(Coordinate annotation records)
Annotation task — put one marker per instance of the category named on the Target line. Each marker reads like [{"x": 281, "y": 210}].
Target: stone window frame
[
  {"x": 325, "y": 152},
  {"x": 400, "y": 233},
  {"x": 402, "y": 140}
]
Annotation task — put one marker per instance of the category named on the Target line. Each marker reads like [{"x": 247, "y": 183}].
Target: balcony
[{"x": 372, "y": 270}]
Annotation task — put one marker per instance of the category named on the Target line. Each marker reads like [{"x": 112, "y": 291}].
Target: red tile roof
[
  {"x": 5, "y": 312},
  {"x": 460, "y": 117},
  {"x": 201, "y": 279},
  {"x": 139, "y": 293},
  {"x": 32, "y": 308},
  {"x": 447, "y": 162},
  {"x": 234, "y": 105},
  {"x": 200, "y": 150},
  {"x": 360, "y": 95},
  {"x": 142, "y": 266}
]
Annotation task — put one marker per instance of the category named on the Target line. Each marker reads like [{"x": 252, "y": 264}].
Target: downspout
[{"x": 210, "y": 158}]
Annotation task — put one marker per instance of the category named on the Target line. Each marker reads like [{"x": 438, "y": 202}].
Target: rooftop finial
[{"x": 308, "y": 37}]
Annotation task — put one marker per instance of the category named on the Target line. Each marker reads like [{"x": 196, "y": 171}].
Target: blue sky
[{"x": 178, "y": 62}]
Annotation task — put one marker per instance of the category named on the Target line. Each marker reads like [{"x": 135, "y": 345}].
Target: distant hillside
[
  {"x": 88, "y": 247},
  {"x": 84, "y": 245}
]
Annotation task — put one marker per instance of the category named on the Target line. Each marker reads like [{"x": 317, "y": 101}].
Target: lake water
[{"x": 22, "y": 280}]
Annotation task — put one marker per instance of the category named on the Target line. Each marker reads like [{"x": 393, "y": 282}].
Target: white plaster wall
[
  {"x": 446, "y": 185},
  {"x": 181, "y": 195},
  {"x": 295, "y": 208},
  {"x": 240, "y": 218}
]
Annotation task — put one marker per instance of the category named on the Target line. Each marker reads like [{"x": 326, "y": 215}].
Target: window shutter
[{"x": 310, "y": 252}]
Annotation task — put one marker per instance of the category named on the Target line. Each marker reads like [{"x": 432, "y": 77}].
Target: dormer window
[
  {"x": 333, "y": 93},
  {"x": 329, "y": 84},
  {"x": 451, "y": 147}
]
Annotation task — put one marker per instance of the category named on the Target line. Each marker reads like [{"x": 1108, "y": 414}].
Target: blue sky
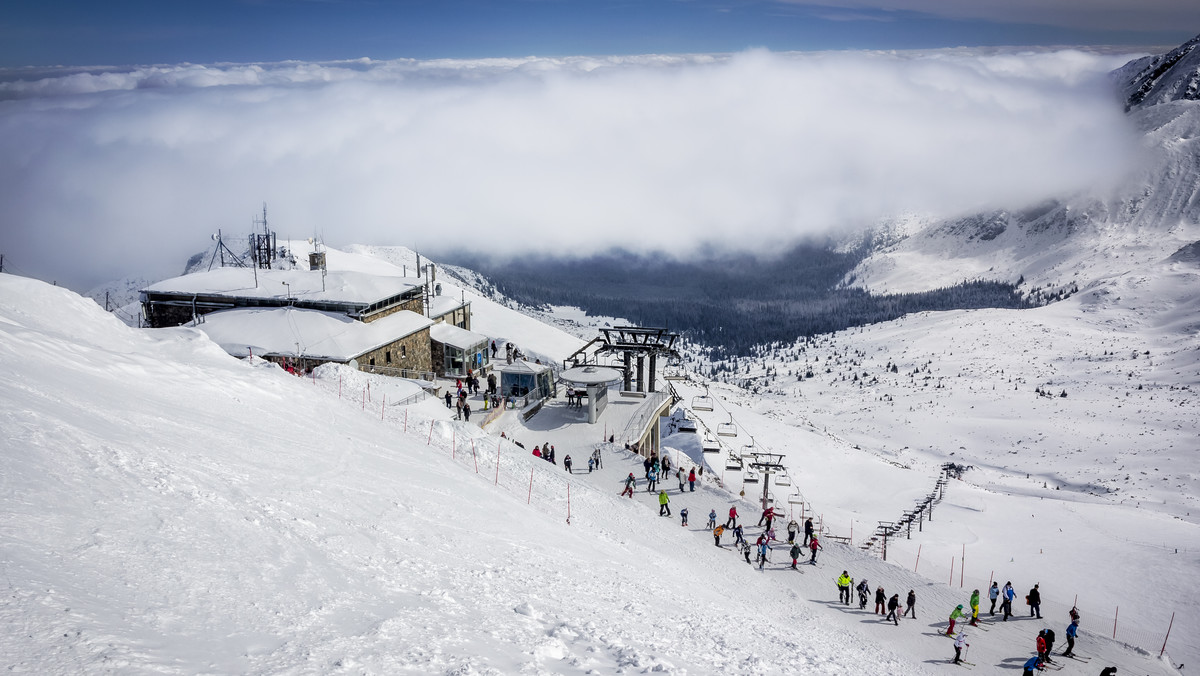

_INSTRUCTIONS FOR THE TASK_
How many lines in the records above contain the word "like" when case counts? Give only the number.

_CORRECT ANSWER_
12